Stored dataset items
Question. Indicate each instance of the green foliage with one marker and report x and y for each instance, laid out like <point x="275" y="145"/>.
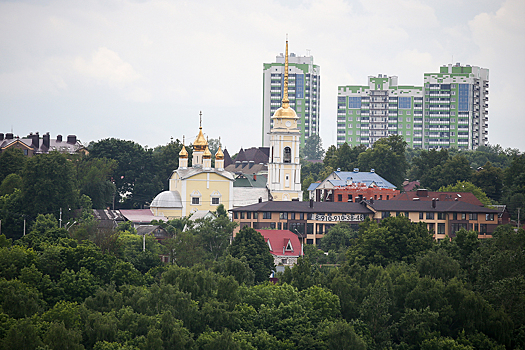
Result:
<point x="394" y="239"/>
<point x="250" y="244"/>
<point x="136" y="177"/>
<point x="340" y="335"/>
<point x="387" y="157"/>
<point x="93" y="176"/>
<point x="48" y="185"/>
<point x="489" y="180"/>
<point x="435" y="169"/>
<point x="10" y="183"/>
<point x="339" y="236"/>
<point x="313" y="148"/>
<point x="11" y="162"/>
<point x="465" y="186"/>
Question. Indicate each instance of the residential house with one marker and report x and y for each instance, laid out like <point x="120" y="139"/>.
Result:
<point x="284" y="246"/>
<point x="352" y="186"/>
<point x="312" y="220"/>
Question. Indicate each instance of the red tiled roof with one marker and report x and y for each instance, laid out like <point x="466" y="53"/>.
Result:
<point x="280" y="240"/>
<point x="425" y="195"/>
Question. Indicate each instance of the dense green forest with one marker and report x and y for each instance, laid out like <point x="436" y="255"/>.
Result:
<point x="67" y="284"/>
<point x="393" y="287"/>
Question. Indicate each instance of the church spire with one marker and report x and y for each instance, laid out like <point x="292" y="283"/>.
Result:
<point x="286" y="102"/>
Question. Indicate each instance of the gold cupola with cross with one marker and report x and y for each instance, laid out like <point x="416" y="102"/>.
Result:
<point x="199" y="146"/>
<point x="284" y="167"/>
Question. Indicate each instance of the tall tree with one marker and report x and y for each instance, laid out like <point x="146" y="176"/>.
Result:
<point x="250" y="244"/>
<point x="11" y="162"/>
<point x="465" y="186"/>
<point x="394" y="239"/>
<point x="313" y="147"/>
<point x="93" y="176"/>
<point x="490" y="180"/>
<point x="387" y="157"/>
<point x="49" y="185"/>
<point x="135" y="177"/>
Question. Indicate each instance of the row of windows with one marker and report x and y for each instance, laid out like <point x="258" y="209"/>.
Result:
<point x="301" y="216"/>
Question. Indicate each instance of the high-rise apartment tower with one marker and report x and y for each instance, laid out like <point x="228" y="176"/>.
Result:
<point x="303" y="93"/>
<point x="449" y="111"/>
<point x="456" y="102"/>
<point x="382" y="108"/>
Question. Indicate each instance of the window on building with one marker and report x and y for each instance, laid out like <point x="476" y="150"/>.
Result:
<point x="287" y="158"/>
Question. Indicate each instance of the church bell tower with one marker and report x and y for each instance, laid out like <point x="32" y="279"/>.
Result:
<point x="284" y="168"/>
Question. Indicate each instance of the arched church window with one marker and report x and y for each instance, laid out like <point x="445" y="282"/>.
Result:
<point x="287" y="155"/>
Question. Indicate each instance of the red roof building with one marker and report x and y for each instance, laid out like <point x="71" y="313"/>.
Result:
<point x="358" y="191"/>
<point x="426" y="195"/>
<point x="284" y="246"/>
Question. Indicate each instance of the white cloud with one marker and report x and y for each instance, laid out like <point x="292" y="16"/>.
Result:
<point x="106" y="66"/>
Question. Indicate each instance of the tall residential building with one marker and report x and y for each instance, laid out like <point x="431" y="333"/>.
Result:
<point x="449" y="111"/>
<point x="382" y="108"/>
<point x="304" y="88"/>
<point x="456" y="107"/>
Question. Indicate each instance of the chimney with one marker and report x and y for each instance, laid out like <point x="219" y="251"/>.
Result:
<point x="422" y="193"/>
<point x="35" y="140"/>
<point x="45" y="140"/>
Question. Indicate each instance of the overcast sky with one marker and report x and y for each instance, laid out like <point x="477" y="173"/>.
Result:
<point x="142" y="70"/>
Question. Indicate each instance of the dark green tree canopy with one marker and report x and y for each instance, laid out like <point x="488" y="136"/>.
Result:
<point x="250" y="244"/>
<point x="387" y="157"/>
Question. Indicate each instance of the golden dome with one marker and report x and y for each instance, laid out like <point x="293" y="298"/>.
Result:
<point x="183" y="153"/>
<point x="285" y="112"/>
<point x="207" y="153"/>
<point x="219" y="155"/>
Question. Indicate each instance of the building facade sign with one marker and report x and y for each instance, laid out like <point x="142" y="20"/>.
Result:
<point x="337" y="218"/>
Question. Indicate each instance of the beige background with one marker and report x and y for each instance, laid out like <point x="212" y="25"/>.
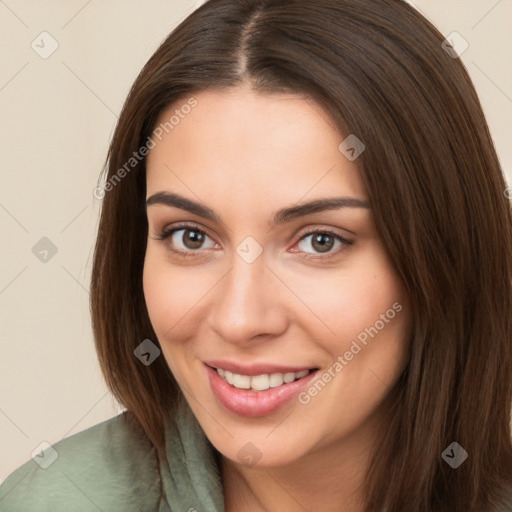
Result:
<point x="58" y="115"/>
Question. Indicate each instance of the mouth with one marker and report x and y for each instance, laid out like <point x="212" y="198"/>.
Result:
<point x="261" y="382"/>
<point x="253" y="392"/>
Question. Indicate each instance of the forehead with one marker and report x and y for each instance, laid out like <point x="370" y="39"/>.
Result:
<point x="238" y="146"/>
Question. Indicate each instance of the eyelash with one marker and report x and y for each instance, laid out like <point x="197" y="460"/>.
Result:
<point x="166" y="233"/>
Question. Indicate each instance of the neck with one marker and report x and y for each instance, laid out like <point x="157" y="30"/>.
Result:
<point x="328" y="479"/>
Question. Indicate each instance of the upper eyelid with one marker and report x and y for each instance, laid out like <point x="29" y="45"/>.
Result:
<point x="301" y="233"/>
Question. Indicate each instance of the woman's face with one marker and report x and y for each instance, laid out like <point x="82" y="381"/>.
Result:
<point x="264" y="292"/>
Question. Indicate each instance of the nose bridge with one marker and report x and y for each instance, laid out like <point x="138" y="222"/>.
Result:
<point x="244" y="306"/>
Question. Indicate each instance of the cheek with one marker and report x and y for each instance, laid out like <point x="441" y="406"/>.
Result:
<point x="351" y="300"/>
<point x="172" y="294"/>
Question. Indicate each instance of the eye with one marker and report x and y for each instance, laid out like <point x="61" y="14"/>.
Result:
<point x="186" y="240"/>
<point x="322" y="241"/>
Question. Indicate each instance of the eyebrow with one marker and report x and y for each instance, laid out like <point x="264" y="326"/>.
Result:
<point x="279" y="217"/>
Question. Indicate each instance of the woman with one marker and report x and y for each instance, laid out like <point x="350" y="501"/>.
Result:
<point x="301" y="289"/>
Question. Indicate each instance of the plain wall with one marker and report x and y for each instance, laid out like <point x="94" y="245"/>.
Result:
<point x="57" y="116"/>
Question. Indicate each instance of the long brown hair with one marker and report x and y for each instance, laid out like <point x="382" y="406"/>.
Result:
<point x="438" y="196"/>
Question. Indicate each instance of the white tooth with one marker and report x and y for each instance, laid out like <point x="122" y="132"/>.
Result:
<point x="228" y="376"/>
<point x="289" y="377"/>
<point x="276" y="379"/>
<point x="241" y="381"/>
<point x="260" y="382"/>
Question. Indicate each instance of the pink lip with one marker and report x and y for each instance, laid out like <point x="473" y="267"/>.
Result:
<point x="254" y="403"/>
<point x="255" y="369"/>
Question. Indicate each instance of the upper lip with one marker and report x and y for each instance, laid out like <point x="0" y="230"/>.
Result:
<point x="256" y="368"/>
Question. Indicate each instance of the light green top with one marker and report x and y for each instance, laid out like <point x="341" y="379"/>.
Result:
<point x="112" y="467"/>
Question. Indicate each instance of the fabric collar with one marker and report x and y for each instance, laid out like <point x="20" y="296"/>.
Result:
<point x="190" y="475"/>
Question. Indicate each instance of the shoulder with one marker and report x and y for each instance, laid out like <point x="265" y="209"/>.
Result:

**WHAT YOU ARE ASKED TO DO:** Copy every record above exactly as written, but leave out the pictures.

**EXERCISE RESPONSE:**
Question. Indicate each instance of the green foliage with one marker and report x and y for each instance, laid out like <point x="275" y="145"/>.
Result:
<point x="394" y="239"/>
<point x="250" y="244"/>
<point x="136" y="177"/>
<point x="340" y="335"/>
<point x="387" y="157"/>
<point x="93" y="176"/>
<point x="48" y="185"/>
<point x="489" y="180"/>
<point x="435" y="169"/>
<point x="10" y="183"/>
<point x="339" y="236"/>
<point x="313" y="148"/>
<point x="11" y="162"/>
<point x="465" y="186"/>
Question. Indicate each instance of the residential house with one marker and report x and y for each instance, laid out like <point x="120" y="139"/>.
Result:
<point x="284" y="246"/>
<point x="352" y="186"/>
<point x="312" y="220"/>
Question. Indicate each instance of the red tiled roof with one marker and report x and y for each instance, laid out like <point x="466" y="53"/>.
Result:
<point x="280" y="240"/>
<point x="425" y="195"/>
Question. Indicate each instance of the dense green forest with one marker and report x and y for each instance, laid out like <point x="436" y="255"/>.
Result:
<point x="67" y="284"/>
<point x="393" y="287"/>
Question. Indicate each instance of the church spire with one marker and report x and y for each instance, laid out like <point x="292" y="283"/>.
Result:
<point x="286" y="102"/>
Question. Indicate each instance of the gold cupola with cross with one marker and report x and y for each instance, laid out like <point x="416" y="102"/>.
Result:
<point x="199" y="146"/>
<point x="284" y="167"/>
Question. Indicate each instance of the tall tree with one marker and report x and y for each instance, laid out like <point x="146" y="176"/>.
Result:
<point x="250" y="244"/>
<point x="11" y="162"/>
<point x="465" y="186"/>
<point x="394" y="239"/>
<point x="313" y="147"/>
<point x="93" y="176"/>
<point x="490" y="180"/>
<point x="387" y="157"/>
<point x="49" y="185"/>
<point x="135" y="177"/>
Question. Indicate each instance of the row of windows with one marker and report x and y for each instance, laid out like <point x="258" y="209"/>.
Result:
<point x="301" y="216"/>
Question. Indicate each instance of the high-rise apartment tower with one marker and report x and y for each instance, laid out like <point x="228" y="176"/>.
Result:
<point x="303" y="93"/>
<point x="449" y="111"/>
<point x="456" y="102"/>
<point x="382" y="108"/>
Question. Indicate each instance of the window on building with one marker and report x and y for each instance, laid out like <point x="476" y="150"/>.
Result:
<point x="287" y="158"/>
Question. Indicate each instance of the church bell tower with one marker and report x and y for each instance, laid out like <point x="32" y="279"/>.
Result:
<point x="284" y="168"/>
Question. Indicate each instance of the arched church window with one marker and report x and y for each instance, laid out like <point x="445" y="282"/>.
Result:
<point x="287" y="155"/>
Question. Indicate each instance of the red roof building with one marker and report x and y for each instance, laid out like <point x="71" y="313"/>.
Result:
<point x="358" y="191"/>
<point x="426" y="195"/>
<point x="284" y="246"/>
Question. Indicate each instance of the white cloud with one marker and report x and y for each instance, laid out like <point x="292" y="16"/>.
Result:
<point x="106" y="66"/>
Question. Indicate each instance of the tall residential building with one marker and report x and y for each instance, laid out like <point x="431" y="333"/>.
Result:
<point x="449" y="111"/>
<point x="382" y="108"/>
<point x="304" y="88"/>
<point x="456" y="107"/>
Question. Indicate each instance of the chimney with one marker and report x and y for each instance, laid out like <point x="219" y="251"/>.
Result:
<point x="422" y="193"/>
<point x="35" y="140"/>
<point x="45" y="140"/>
Question. Indicate each instance of the overcast sky with one marker and report x and y for each instance, laid out like <point x="477" y="173"/>.
Result:
<point x="142" y="70"/>
Question. Indicate each instance of the dark green tree canopy with one marker and report x and y for each instance, laid out like <point x="488" y="136"/>.
Result:
<point x="250" y="244"/>
<point x="387" y="157"/>
Question. Indicate each instance of the golden dome with one marker and report x and y for each instance, laid out like <point x="293" y="298"/>.
Result:
<point x="183" y="153"/>
<point x="285" y="112"/>
<point x="207" y="153"/>
<point x="219" y="155"/>
Question. Indicate each instance of the building facade sign with one marker and report x and y for each instance, laid out like <point x="142" y="20"/>.
Result:
<point x="337" y="218"/>
Question. Indicate each instance of the beige background with one marker and report x and y for each instance, laid out like <point x="212" y="25"/>.
Result:
<point x="58" y="115"/>
Question. Indicate each instance of the mouth with one marker and report x and y for each instance, laid out like <point x="212" y="198"/>.
Result:
<point x="261" y="382"/>
<point x="253" y="392"/>
Question. Indicate each instance of the forehead with one marker and report x and y for each instance, laid out like <point x="370" y="39"/>.
Result:
<point x="238" y="146"/>
Question. Indicate each instance of the eyelash with one marker and report x and y for each instance, laid out like <point x="197" y="460"/>.
Result:
<point x="166" y="233"/>
Question. Indicate each instance of the neck with one marker and report x and y for each instance, laid out like <point x="157" y="30"/>.
Result:
<point x="328" y="479"/>
Question. Indicate each instance of the upper eyelid with one marker and report x and y for each instance, laid out like <point x="29" y="45"/>.
Result:
<point x="301" y="233"/>
Question. Indicate each instance of the woman's face with one marker and report x and y for each instance, laid out like <point x="82" y="381"/>.
Result:
<point x="264" y="292"/>
Question. Indicate each instance of the nose bridge with one marker and report x and y for each instance, laid out like <point x="138" y="222"/>.
Result:
<point x="244" y="306"/>
Question. Indicate each instance of the cheek with one marker and report x and y for each instance, laid out like <point x="441" y="406"/>.
Result:
<point x="351" y="300"/>
<point x="172" y="294"/>
Question. Indicate each instance of the eye with one marker and report x and y for each instance, laid out like <point x="61" y="14"/>.
Result:
<point x="186" y="240"/>
<point x="322" y="241"/>
Question. Indicate each instance of the eyebrow with one marker and report x and y for each instance, laid out like <point x="264" y="326"/>.
Result:
<point x="279" y="217"/>
Question. Indicate each instance of the woman with one marker and report x and y for each instance, laid out like <point x="350" y="501"/>.
Result:
<point x="301" y="289"/>
Question. Indicate each instance of the plain wall with one marker and report x and y for each instance, laid out like <point x="94" y="245"/>.
Result:
<point x="57" y="116"/>
Question. Indicate each instance of the long brown hair with one marker and report x and y for each instance, laid out like <point x="382" y="406"/>.
Result:
<point x="438" y="196"/>
Question. Indicate each instance of the white tooth with one marker and report x and y for each instance, laid out like <point x="122" y="132"/>.
Result:
<point x="228" y="376"/>
<point x="289" y="377"/>
<point x="276" y="379"/>
<point x="241" y="381"/>
<point x="260" y="382"/>
Question. Indicate each instance of the pink lip with one marker and report x and y for each instance, laid out like <point x="473" y="267"/>.
Result:
<point x="254" y="403"/>
<point x="255" y="369"/>
Question. Indicate each instance of the upper lip with one marker and report x and y for each instance, laid out like <point x="0" y="230"/>.
Result:
<point x="256" y="368"/>
Question. Indicate each instance of the light green top with one marker and report x and y for each instance, laid out like <point x="341" y="379"/>.
Result:
<point x="112" y="467"/>
Question. Indicate each instance of the fabric collar with one marker and report x and y for each instance, laid out like <point x="20" y="296"/>.
Result:
<point x="190" y="475"/>
Question. Indicate each instance of the shoulder with one marker and report x and y for each instance, laid out like <point x="265" y="209"/>.
Result:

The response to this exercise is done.